--- PROMPT ---
Lay out the lines of the rows below as a Markdown table with two columns, Number and Entry. Give each line its number and skip any blank lines.

— Begin EXERCISE INPUT —

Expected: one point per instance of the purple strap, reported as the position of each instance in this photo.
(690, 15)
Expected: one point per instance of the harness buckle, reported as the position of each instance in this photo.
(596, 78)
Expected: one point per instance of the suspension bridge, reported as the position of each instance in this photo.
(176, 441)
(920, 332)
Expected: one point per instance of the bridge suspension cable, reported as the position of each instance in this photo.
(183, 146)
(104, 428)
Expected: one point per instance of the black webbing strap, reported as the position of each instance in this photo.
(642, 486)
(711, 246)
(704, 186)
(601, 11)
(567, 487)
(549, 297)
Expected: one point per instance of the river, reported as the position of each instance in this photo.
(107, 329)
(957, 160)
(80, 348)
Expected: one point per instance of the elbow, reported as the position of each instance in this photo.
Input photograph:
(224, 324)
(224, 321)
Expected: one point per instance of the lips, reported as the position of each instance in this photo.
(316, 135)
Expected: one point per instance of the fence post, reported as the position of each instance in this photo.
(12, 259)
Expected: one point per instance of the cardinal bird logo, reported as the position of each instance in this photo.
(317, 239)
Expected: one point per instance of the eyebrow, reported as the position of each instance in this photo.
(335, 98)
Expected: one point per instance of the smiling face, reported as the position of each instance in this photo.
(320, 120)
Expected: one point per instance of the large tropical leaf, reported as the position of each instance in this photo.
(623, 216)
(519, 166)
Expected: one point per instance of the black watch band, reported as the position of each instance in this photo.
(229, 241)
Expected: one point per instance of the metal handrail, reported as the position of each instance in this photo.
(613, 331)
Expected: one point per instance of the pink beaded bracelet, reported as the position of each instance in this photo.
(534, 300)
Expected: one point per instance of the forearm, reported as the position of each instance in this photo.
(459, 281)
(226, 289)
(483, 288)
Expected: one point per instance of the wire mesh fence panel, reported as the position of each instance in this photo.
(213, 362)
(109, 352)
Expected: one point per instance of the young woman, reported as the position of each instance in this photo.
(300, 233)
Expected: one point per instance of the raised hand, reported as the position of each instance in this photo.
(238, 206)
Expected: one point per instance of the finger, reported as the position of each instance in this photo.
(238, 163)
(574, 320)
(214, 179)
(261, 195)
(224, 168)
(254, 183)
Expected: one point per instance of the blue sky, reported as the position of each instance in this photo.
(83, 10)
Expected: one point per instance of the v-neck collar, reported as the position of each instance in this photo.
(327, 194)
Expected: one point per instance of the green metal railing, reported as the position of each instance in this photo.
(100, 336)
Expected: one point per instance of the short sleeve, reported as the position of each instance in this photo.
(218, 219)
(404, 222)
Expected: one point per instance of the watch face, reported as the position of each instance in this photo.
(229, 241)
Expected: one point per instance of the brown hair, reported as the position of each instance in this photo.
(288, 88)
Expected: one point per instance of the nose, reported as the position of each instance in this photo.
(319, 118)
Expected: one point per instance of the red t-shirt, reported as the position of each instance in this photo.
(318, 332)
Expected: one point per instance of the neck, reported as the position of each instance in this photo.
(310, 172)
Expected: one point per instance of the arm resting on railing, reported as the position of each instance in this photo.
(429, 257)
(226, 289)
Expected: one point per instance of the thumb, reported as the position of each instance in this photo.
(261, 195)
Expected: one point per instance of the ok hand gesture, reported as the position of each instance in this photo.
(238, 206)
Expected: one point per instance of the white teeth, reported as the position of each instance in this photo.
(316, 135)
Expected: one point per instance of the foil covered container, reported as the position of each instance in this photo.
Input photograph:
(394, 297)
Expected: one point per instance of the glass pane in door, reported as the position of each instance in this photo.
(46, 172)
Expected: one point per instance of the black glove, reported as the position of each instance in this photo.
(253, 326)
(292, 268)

— End EXERCISE INPUT —

--- ANSWER FOR THE TASK ---
| Number | Entry |
|---|---|
| 1 | Expected: one point per instance of the purple strap, reported as the position of each instance in this photo. |
| 2 | (690, 15) |
| 3 | Expected: one point per instance of the harness buckle, reported as the position of each instance in this photo. |
| 4 | (596, 78) |
| 5 | Expected: one point per instance of the suspension bridge, reported as the position of each instance in this photo. |
| 6 | (176, 441) |
| 7 | (920, 332) |
| 8 | Expected: one point per instance of the bridge suspension cable, reported as the position of each instance in this photo. |
| 9 | (183, 146) |
| 10 | (104, 428) |
| 11 | Expected: one point per instance of the black webbing strap, reported as the position of each instance in this photo. |
| 12 | (642, 486) |
| 13 | (711, 246) |
| 14 | (704, 186) |
| 15 | (601, 11) |
| 16 | (567, 487) |
| 17 | (549, 297) |
| 18 | Expected: one point per instance of the river, reported as the position of each instance in this photo. |
| 19 | (107, 329) |
| 20 | (957, 160) |
| 21 | (80, 348) |
| 22 | Expected: one point per instance of the elbow, reported as the position of each instance in this photo. |
| 23 | Input photograph: |
| 24 | (224, 324) |
| 25 | (224, 321) |
| 26 | Expected: one point per instance of the lips, reported as the position of each instance in this photo. |
| 27 | (316, 135) |
| 28 | Expected: one point per instance of the fence post, reported as the position of each instance in this photo. |
| 29 | (12, 259) |
| 30 | Expected: one point per instance of the cardinal bird logo, reported as the position of each instance in this photo. |
| 31 | (317, 239) |
| 32 | Expected: one point per instance of the eyebrow, reported as the position of each instance in this photo. |
| 33 | (335, 98) |
| 34 | Expected: one point per instance of the smiling face, reported as the position of each instance in this photo. |
| 35 | (320, 120) |
| 36 | Expected: one point per instance of the large tropical leaf, reported as the position of each instance in this photo. |
| 37 | (623, 216) |
| 38 | (519, 166) |
| 39 | Expected: one point per instance of the black watch band, reported as the position of each instance in this photo. |
| 40 | (229, 241) |
| 41 | Expected: one point per instance of the metal handrail, reported as the position of each instance in this photo. |
| 42 | (613, 331) |
| 43 | Expected: one point per instance of the pink beaded bracelet, reported as the position of each instance in this photo. |
| 44 | (534, 300) |
| 45 | Expected: one point per instance of the forearm, reported as the position of each instance in this photo. |
| 46 | (459, 281) |
| 47 | (226, 289) |
| 48 | (483, 288) |
| 49 | Expected: one point per instance of the wire mesh fence panel, reported as the position of each instance in this photo. |
| 50 | (213, 362) |
| 51 | (109, 352) |
| 52 | Expected: one point per instance of the young woman, reported as the position of each instance in this photo. |
| 53 | (300, 233) |
| 54 | Expected: one point per instance of the raised hand, reported as the position of each instance in this photo. |
| 55 | (238, 206) |
| 56 | Expected: one point per instance of the finger, reported as the position of each instance in this photo. |
| 57 | (238, 163) |
| 58 | (574, 320) |
| 59 | (214, 179) |
| 60 | (261, 195) |
| 61 | (224, 168) |
| 62 | (254, 183) |
| 63 | Expected: one point per instance of the blue sky, reported as the position of each instance in this photo. |
| 64 | (83, 10) |
| 65 | Expected: one point per instance of the v-neck collar, reported as the position of each instance in this photo. |
| 66 | (327, 194) |
| 67 | Expected: one point per instance of the green metal railing, reported as the position of each instance in this photo. |
| 68 | (100, 336) |
| 69 | Expected: one point per instance of the short sleeve, reported as the position of each instance in this photo. |
| 70 | (218, 219) |
| 71 | (404, 222) |
| 72 | Expected: one point per instance of the watch face, reported as the position of each instance in this photo. |
| 73 | (229, 241) |
| 74 | Expected: one point per instance of the brown hair, reported as the position of each instance in this photo. |
| 75 | (288, 88) |
| 76 | Expected: one point per instance of the nose, reported as the position of each instance in this photo. |
| 77 | (319, 118) |
| 78 | Expected: one point per instance of the red t-shirt, reported as the position of each instance in this photo. |
| 79 | (318, 332) |
| 80 | Expected: one point per instance of the neck, reported as the position of each instance in this photo. |
| 81 | (310, 172) |
| 82 | Expected: one point per instance of the arm resting on railing, reported as the position of each instance in this photo. |
| 83 | (429, 257) |
| 84 | (226, 289) |
| 85 | Expected: one point per instance of the thumb, reported as the position of each instance in this photo. |
| 86 | (261, 195) |
| 87 | Expected: one point per instance of the ok hand gesture, reported as the position of each instance in this photo. |
| 88 | (238, 206) |
| 89 | Expected: one point per instance of the white teeth, reported as the position of each instance in this photo. |
| 90 | (316, 135) |
| 91 | Expected: one point per instance of the foil covered container, reported as the position of each instance in this photo. |
| 92 | Input photograph: |
| 93 | (394, 297) |
| 94 | Expected: one point per instance of the glass pane in door, reported as the position of each instance in this photo. |
| 95 | (46, 172) |
| 96 | Expected: one point per instance of the black glove, reported as the position of each instance in this photo. |
| 97 | (253, 326) |
| 98 | (292, 268) |